*Ausgewählter Text*:
Mehr Transparenz und Qualität dank besseren Gesundheitsdaten
Prof. Marcel Zwahlen spricht im Interview über das Ziel des NFP 74, die Verfügbarkeit, die Zugänglichkeit und die Verknüpfung von Gesundheitsdaten zu optimieren, und darüber, wie dieses Ziel erreicht werden kann.
Prof. Marcel Zwahlen ist Mitglied des Leitungsgremiums des NFP 74 und Stellvertretender Direktor des Instituts für Sozial- und Präventivmedizin der Universität Bern.
Das NFP 74 will längerfristig die Verfügbarkeit, die Zugänglichkeit und die Verknüpfung von Gesundheitsdaten optimieren. Wieso braucht es dieses Ziel?
Wir brauchen dieses Ziel, damit wir unser Gesundheitsversorgungssystem in Zukunft besser verstehen. Wir benötigen aussagekräftigere und nützlichere Beschreibungen davon, was genau in unserer Gesundheitsversorgung geschieht. Diese Analysen helfen uns, nicht nur die Versorgungsforschung, sondern auch die behördlichen Anstrengungen in der Qualitätssicherung und der Herstellung von Transparenz auf ein höheres und international kompetitives Niveau zu heben.

*Ihre Aufgabe*: Führen Sie das obige Interview zu Gesundheitsdaten im NFP 74 im Anschluss an seinen letzten Satz fort.

*Bereitgestelltes Material*:
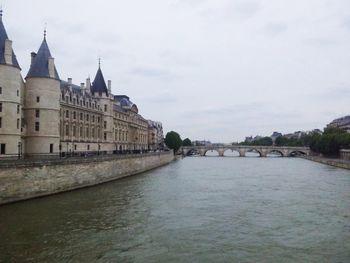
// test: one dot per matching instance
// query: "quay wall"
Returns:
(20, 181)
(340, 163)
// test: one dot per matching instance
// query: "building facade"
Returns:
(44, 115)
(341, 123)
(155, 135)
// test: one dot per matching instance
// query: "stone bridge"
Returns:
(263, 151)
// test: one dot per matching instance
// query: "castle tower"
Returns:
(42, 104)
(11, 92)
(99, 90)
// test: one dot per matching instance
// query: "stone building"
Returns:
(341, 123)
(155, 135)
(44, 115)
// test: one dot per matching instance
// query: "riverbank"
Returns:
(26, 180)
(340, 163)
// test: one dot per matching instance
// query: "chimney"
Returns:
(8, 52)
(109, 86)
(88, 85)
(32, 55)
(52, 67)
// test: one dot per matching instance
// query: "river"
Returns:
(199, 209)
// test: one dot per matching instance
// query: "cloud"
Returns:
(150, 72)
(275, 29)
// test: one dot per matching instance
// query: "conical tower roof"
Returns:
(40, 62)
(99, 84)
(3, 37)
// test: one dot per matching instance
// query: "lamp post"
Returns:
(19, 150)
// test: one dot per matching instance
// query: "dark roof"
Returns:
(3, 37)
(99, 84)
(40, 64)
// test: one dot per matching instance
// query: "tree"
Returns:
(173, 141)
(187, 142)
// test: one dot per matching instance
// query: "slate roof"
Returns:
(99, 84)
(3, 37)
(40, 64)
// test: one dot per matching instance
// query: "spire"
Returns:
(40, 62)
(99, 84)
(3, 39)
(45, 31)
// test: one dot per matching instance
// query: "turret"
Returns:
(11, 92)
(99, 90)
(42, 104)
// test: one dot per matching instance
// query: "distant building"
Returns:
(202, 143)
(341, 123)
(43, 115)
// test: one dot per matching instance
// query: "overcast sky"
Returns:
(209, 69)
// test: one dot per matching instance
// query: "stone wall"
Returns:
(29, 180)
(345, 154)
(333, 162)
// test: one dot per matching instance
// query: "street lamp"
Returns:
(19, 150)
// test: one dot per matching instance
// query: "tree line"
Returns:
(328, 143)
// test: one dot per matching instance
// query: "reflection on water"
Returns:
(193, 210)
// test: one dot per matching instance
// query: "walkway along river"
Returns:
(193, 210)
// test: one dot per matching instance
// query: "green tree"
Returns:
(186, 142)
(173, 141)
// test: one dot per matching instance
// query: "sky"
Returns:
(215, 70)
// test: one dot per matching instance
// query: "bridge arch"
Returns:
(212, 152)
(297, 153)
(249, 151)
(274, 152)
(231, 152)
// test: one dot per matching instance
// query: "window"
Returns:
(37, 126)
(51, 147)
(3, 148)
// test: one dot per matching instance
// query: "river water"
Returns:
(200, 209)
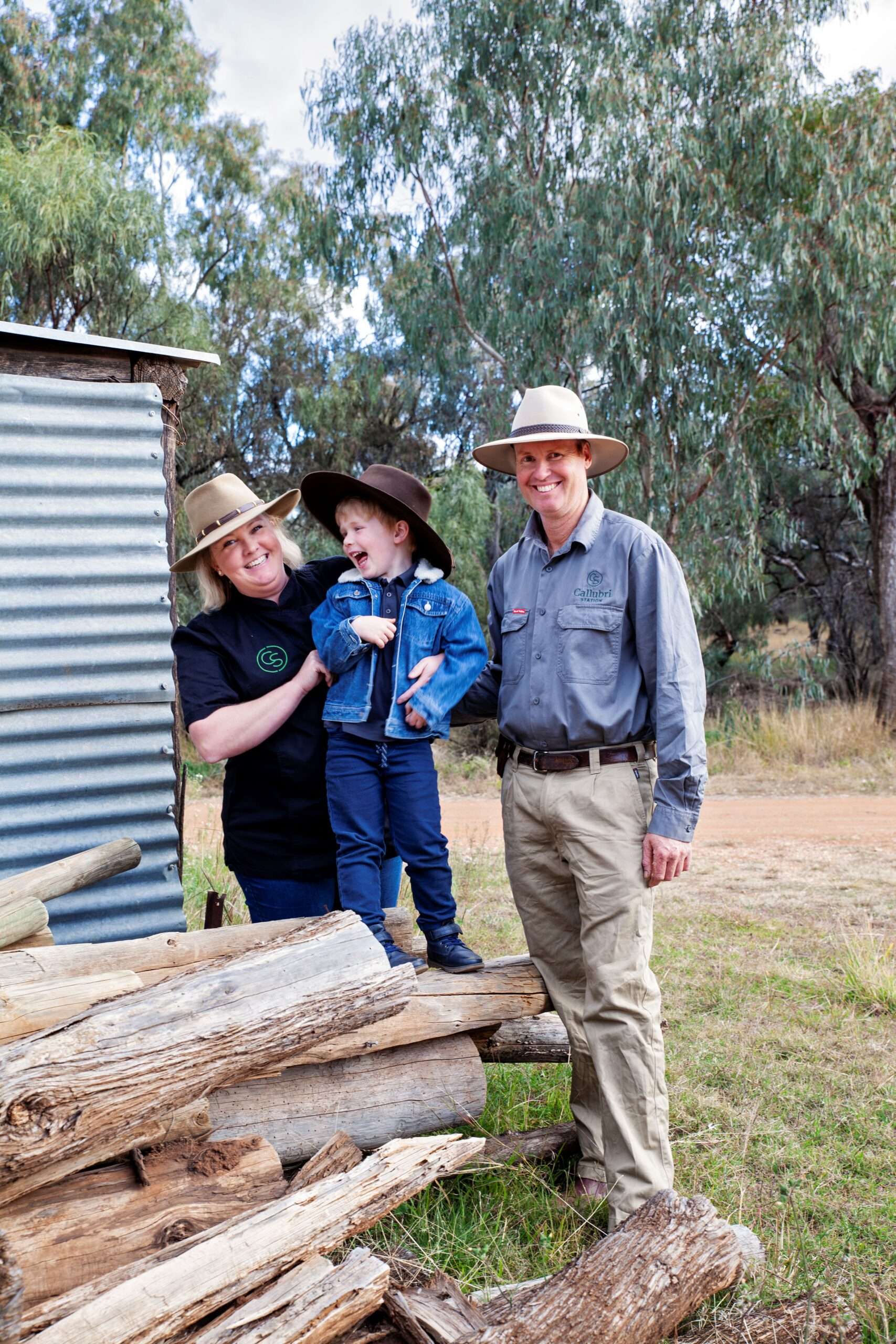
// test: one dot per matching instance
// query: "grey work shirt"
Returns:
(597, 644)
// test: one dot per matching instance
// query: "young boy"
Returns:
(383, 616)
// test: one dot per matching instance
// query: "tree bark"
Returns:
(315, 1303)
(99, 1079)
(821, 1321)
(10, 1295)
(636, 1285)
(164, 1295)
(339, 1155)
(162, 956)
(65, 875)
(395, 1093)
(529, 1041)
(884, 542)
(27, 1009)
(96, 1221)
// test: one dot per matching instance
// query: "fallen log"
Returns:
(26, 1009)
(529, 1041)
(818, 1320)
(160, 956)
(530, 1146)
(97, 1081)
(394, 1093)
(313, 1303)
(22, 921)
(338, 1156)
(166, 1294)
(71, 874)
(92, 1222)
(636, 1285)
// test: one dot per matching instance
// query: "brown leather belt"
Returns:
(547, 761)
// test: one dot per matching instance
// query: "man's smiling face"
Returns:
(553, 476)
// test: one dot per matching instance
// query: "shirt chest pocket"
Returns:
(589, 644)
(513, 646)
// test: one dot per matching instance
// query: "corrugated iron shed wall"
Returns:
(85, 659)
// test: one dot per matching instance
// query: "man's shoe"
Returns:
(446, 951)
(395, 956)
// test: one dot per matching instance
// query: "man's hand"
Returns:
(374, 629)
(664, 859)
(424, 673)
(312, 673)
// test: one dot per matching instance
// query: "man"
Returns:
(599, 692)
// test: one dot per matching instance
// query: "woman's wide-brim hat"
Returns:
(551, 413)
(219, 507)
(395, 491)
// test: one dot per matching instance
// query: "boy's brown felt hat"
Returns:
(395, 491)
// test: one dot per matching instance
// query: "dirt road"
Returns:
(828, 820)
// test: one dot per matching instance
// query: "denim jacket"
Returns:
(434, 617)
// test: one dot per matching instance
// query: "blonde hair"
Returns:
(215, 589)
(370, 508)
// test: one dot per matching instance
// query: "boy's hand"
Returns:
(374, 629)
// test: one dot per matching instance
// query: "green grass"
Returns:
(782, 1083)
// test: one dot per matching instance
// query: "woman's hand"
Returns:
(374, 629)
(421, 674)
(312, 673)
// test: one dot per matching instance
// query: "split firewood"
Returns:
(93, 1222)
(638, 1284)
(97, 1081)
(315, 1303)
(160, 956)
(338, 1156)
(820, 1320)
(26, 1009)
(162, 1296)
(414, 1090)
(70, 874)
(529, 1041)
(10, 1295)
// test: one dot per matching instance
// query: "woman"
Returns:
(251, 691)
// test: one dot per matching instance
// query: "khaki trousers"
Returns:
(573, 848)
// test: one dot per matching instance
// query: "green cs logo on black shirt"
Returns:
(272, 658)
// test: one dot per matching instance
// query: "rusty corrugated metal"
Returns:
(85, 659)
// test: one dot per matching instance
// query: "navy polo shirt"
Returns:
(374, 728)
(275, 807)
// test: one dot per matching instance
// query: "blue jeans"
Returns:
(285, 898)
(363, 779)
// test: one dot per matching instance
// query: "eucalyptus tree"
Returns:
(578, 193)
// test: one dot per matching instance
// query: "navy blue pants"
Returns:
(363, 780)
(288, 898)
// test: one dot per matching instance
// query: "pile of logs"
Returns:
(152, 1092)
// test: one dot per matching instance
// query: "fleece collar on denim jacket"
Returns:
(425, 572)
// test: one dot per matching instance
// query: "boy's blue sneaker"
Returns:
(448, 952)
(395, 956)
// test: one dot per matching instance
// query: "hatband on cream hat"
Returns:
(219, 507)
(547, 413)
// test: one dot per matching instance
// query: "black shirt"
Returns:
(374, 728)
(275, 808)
* * *
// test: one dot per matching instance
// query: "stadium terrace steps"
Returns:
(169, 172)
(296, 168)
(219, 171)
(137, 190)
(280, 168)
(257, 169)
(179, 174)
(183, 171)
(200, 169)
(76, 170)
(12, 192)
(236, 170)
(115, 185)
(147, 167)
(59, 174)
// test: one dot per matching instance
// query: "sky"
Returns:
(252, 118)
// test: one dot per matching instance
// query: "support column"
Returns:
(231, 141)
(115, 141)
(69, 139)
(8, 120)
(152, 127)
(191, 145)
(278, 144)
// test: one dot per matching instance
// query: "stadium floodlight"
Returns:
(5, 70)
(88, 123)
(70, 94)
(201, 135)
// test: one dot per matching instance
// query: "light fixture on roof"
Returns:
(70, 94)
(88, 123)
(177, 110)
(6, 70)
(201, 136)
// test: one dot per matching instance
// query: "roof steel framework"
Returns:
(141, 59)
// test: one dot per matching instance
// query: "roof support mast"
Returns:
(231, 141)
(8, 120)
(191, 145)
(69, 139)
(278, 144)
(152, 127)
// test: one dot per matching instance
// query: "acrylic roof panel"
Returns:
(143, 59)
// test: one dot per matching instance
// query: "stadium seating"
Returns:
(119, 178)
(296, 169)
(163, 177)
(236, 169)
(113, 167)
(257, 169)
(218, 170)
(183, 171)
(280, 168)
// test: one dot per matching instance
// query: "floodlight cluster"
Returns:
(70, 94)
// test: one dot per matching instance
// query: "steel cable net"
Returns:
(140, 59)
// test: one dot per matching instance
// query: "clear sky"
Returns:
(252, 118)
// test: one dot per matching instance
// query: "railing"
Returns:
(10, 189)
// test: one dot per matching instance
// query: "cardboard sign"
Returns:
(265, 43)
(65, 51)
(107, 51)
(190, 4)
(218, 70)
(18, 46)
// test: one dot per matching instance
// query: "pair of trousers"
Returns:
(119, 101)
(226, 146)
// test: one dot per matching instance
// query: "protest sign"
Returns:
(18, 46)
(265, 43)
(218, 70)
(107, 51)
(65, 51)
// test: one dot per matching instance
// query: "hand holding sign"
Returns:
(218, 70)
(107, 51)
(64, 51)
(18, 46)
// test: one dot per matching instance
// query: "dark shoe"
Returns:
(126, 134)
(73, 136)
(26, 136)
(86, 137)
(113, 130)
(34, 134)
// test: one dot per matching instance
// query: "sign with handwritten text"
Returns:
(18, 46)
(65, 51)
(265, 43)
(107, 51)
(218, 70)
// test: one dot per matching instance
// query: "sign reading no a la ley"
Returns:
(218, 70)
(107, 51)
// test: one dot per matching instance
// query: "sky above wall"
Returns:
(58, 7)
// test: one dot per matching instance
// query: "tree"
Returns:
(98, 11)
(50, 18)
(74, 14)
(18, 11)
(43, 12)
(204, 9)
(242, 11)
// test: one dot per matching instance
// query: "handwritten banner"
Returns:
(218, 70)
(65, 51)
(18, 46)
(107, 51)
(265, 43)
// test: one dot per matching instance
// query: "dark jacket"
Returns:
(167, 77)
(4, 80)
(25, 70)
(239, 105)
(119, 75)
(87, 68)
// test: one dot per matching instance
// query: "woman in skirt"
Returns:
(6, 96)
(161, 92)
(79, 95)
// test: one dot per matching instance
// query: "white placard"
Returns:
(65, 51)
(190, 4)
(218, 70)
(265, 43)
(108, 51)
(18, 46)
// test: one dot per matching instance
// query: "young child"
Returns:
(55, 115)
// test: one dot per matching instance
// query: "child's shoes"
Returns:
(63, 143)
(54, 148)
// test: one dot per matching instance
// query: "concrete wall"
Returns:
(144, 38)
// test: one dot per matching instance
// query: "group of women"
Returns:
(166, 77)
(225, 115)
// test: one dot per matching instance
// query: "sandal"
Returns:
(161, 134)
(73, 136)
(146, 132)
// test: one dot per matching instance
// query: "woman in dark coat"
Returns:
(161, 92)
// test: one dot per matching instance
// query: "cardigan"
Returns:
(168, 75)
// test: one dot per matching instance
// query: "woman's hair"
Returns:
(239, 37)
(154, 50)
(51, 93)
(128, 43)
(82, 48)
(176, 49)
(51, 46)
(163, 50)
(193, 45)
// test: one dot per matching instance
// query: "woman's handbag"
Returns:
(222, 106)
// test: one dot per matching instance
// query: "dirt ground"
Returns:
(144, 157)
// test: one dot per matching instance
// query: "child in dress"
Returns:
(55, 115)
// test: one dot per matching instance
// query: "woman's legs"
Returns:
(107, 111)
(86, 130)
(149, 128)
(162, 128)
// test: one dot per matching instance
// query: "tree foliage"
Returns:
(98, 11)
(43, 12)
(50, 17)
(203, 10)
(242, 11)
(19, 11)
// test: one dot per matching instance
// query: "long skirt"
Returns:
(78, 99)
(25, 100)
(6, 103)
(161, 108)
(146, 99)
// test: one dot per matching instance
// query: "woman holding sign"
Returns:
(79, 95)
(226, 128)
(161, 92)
---
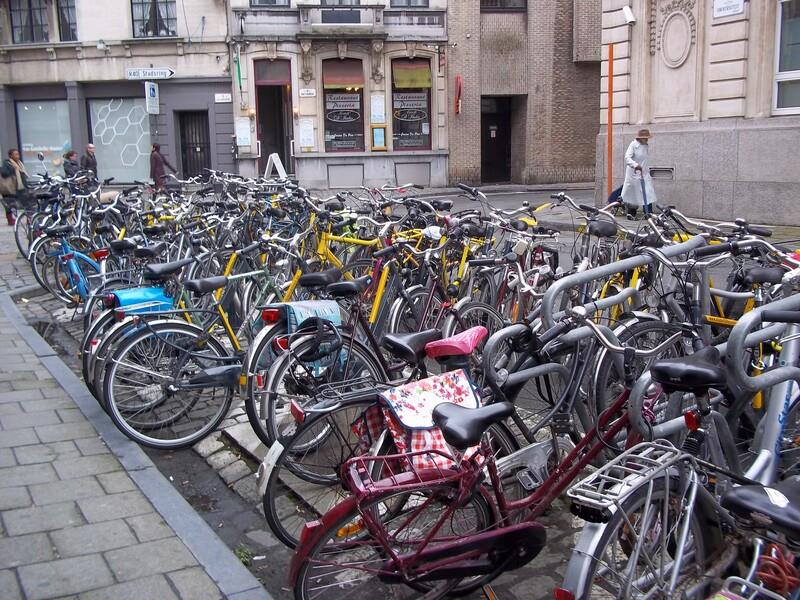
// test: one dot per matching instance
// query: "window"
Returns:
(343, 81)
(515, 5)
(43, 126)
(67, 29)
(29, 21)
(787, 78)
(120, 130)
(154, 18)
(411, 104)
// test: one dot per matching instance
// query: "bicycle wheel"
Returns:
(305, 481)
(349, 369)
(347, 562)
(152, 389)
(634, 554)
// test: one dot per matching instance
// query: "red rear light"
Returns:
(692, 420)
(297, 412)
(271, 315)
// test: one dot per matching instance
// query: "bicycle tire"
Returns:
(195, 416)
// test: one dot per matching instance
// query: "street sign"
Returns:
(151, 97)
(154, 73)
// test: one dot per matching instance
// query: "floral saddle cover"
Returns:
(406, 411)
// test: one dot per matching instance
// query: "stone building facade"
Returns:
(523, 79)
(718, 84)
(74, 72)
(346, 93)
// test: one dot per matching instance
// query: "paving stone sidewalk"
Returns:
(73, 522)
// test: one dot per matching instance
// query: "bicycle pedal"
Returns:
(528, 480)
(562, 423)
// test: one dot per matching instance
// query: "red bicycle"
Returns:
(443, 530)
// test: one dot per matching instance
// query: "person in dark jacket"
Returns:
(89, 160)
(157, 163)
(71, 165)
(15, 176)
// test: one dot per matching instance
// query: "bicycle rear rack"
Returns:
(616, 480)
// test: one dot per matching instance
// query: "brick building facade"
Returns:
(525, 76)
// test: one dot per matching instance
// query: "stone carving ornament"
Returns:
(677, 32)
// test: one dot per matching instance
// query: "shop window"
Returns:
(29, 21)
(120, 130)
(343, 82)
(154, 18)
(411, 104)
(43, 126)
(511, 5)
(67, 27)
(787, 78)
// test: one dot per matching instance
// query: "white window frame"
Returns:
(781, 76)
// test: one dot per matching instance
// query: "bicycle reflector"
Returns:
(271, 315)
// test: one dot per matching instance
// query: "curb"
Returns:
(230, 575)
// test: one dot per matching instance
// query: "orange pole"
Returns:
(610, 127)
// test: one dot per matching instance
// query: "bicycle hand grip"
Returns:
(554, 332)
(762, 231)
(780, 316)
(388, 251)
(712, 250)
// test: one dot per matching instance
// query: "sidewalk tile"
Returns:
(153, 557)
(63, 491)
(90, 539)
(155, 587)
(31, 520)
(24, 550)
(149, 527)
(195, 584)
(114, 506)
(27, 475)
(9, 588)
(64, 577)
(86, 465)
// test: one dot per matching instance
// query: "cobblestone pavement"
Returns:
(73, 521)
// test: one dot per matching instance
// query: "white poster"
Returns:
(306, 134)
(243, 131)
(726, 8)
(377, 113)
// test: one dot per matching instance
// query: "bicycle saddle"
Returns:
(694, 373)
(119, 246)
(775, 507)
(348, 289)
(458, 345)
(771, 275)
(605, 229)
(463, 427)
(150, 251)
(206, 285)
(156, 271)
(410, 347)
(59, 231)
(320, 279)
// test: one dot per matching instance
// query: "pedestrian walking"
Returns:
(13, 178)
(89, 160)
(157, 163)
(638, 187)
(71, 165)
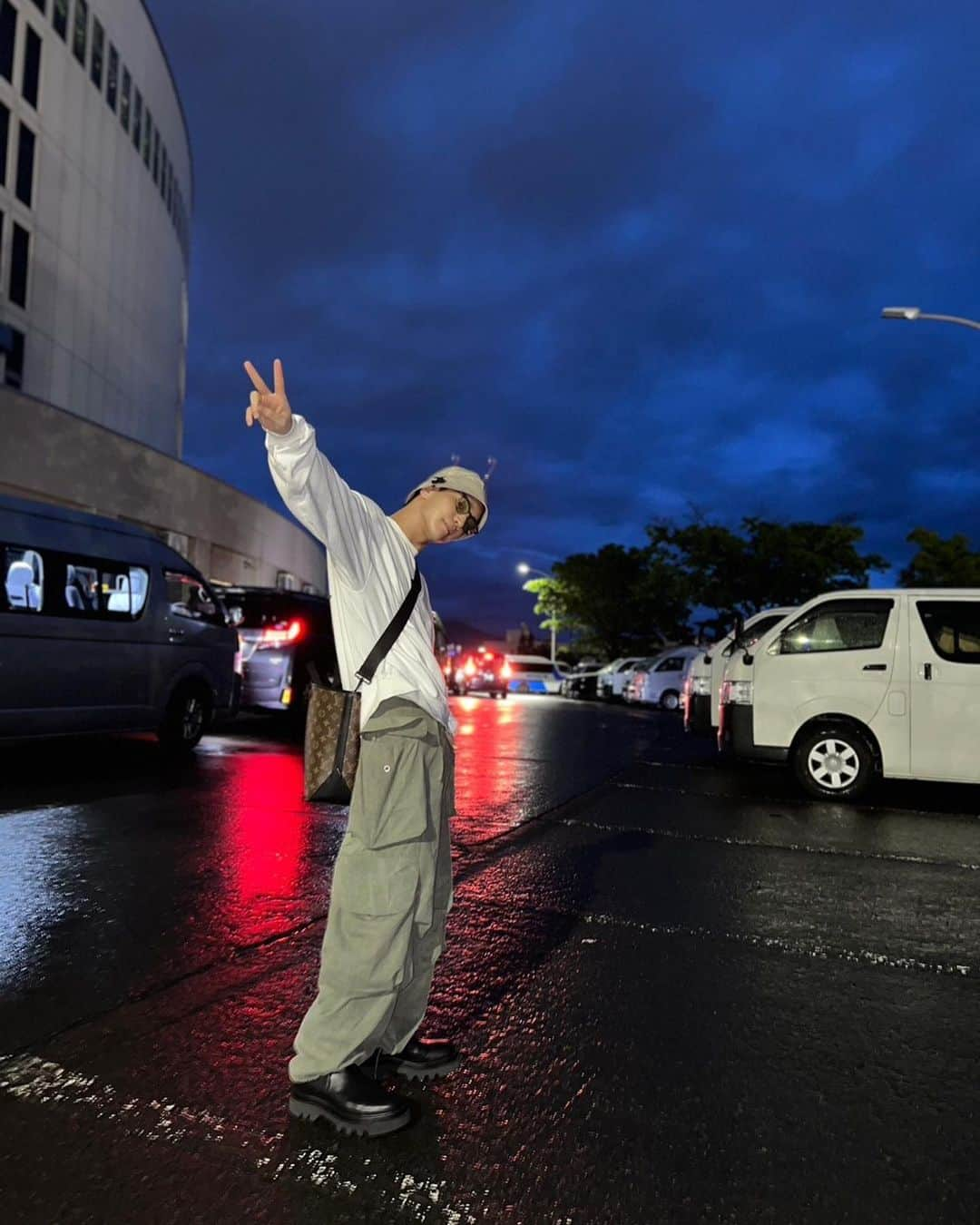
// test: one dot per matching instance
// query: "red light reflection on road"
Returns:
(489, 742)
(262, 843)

*Antwort zur Aufgabe*:
Wenn wir die Verfügbarkeit, die Zugänglichkeit und die Verknüpfung der bereits routinemässig erhobenen Gesundheitsversorgungsdaten nicht verbessern, ist es nicht möglich, die Patientinnen-/Patientenpfade breit abgestützt und über die verschiedenen Versorgungsebenen hinweg abzubilden. Zudem würden die Forderungen nach besserer Transparenz und Qualitätssicherung mehrheitlich Lippenbekenntnisse bleiben.
Was braucht es, um dieses Ziel zu erreichen?
Ideal wäre es, wenn wir in allen Versorgungssektoren und in Forschungsprojekten einen einheitlichen Identifikationscode für die untersuchten oder behandelten Personen verwenden könnten. Dieser müsste genügend sicher und verschlüsselt sein. Zudem wäre es sinnvoll, wenn auf der Ebene der Einzelpersonen ein zentraler Zusammenzug der Abrechnungsdaten der obligatorischen Krankenversicherung für Aufsichtsaufgaben des Bundes sowie auch – geeignet anonymisiert – für Forschende konstruiert und zur Verfügung stehen würde. Meines Wissens stellt das Bundesgesetz über die Krankenversicherung (KVG) bereits heute die nötigen rechtlichen Grundlagen dafür bereit. Es gibt jedoch Widerstände von Seiten der Krankenkassen und der Leistungserbringer gegenüber einem Datenzusammenzug über alle Krankenkassen hinweg.
Wie steht es mit dem Thema Datenschutz?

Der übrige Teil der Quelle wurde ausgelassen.